(Segmentation dataset entries)

* begin *

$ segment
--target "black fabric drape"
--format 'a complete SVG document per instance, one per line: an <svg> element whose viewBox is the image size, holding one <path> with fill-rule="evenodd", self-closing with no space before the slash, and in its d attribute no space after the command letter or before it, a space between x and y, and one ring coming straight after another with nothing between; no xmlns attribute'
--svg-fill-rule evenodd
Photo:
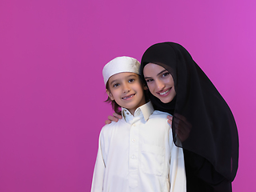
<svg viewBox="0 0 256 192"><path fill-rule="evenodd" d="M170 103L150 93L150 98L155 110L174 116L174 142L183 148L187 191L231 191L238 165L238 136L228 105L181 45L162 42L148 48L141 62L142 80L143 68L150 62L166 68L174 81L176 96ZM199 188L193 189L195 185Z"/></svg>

* end *
* begin *

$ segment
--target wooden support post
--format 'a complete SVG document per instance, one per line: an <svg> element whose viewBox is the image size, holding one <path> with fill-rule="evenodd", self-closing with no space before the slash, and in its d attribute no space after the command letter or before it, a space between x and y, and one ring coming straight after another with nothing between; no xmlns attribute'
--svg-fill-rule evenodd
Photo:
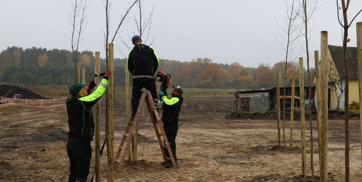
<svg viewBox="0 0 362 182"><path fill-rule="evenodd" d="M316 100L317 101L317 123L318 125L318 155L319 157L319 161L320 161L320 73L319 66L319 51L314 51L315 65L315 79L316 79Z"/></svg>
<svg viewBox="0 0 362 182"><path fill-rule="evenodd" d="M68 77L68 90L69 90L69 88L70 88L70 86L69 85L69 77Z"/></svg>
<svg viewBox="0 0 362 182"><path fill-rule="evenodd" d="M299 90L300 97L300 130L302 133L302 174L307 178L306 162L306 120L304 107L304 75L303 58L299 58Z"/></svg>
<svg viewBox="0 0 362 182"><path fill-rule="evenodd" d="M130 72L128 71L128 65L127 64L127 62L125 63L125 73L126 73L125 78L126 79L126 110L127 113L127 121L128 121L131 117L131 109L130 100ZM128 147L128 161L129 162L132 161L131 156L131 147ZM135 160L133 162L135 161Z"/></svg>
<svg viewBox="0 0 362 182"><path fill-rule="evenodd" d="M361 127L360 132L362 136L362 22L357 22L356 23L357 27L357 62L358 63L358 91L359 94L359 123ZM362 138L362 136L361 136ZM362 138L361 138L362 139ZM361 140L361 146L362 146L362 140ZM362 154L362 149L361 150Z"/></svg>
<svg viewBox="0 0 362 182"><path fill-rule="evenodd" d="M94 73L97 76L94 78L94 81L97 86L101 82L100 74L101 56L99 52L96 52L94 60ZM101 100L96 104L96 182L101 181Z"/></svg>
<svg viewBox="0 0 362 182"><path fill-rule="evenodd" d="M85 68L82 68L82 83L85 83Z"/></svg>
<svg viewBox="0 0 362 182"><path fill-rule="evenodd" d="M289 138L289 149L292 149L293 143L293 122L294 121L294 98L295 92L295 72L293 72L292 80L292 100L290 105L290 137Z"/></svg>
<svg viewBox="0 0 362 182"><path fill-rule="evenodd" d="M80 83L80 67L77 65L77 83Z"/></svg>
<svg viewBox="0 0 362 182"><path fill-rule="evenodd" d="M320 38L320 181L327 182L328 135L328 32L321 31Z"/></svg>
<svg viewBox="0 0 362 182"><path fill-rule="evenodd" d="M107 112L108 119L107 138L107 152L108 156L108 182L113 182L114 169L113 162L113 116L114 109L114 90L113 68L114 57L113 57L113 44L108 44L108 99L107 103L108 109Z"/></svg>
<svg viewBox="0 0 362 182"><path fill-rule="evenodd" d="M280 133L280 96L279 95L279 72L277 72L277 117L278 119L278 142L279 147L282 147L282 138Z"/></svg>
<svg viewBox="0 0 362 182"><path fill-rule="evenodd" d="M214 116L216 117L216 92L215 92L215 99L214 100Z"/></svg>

* end *
* begin *

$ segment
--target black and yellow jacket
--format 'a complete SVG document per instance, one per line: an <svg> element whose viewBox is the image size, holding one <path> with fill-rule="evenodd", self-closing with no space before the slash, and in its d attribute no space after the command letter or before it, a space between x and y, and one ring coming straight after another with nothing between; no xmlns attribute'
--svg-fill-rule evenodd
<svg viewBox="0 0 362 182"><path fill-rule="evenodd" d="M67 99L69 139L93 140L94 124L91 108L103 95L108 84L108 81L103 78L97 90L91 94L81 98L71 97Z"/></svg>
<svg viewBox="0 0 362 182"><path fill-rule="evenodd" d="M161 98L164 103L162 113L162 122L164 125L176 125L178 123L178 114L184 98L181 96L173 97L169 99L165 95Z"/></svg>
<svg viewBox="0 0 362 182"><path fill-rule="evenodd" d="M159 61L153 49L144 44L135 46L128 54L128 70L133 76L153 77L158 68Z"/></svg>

* end *

→ **Instructions to follow**: Pull out each line of the entries above that contains the string "target", and list those lines in order.

→ **Final answer**:
--target "black fabric drape"
--target wooden support post
--target black and yellow jacket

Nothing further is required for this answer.